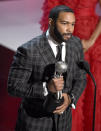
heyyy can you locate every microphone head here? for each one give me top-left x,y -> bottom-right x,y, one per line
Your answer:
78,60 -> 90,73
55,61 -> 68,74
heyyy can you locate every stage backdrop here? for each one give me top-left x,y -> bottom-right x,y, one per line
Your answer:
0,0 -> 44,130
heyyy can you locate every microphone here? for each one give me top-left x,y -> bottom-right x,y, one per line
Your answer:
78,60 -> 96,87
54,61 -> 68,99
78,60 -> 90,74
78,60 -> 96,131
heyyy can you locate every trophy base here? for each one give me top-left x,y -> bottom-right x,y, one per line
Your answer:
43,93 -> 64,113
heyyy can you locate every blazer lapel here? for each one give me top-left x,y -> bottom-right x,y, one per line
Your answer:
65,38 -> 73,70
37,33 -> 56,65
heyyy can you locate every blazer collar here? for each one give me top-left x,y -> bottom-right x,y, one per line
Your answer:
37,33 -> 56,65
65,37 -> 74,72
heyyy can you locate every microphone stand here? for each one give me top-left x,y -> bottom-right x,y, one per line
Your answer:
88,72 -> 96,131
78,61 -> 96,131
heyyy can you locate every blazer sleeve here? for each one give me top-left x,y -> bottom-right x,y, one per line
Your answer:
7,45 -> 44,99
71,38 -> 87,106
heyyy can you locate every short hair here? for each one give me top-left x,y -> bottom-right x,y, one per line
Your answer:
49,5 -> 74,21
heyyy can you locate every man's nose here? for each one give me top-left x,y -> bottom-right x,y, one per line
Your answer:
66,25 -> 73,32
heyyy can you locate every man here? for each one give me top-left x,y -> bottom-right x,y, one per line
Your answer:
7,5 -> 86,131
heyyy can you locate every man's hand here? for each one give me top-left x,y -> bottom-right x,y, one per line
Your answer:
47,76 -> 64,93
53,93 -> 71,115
━━━━━━━━━━
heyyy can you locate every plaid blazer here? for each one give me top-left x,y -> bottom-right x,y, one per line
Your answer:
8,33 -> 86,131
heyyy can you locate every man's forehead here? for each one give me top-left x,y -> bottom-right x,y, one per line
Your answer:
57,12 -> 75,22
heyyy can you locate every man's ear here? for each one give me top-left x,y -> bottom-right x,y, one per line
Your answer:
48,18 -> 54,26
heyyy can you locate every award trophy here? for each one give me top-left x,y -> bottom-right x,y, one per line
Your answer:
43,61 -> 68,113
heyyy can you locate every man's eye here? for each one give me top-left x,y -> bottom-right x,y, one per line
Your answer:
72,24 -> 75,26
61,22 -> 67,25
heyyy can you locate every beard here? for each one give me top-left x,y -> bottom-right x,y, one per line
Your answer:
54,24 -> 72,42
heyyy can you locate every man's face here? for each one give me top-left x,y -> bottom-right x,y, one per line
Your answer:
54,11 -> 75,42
━━━━━━━━━━
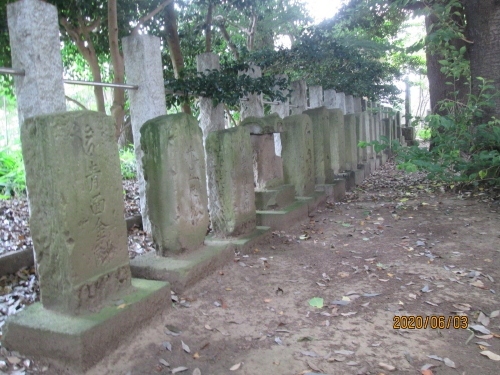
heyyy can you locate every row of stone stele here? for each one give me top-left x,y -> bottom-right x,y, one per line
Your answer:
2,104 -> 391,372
━━━━━━━━━━
# WHAT YOU ARE ASKED TO DO:
After locating the line with "heyyy can you locate every microphone head" in the material above, return it and each line after it exactly, ending at the line with "heyyy can you locate every blazer sleeve".

# SOLVED PROBLEM:
heyyy can you locate every microphone head here? for each one give me top-left x,y -> bottom-right x,y, one per line
Your answer:
78,60 -> 90,73
55,61 -> 68,74
heyyy can you locate every stage backdrop here? for each one give me top-left x,y -> bottom-right x,y, one per line
Your answer:
0,0 -> 44,130
heyyy can you locate every microphone here? for each one give me top-left x,y -> bottom-right x,y, one per line
Your answer:
78,60 -> 96,87
54,61 -> 68,99
78,60 -> 90,74
78,60 -> 96,131
heyyy can you locate every trophy base here? for each one give me top-left x,y -> bottom-right x,y, one per line
Your answer:
43,93 -> 64,113
heyyy can you locate every blazer lapel here? for each one give me top-left x,y -> bottom-right x,y, one per line
Your answer:
65,38 -> 73,70
37,33 -> 56,65
heyyy can you locate every blazer collar here? for each one give me top-left x,y -> bottom-right x,y, one per line
Your answer:
37,33 -> 56,65
65,37 -> 74,72
heyyy can you locate every microphone stand here? for each one give me top-left x,y -> bottom-right x,y, one per line
Your answer:
88,72 -> 96,131
78,61 -> 96,131
heyyy can you locate every blazer sleeve here? for each one give me top-left x,y -> bottom-right x,y, one per line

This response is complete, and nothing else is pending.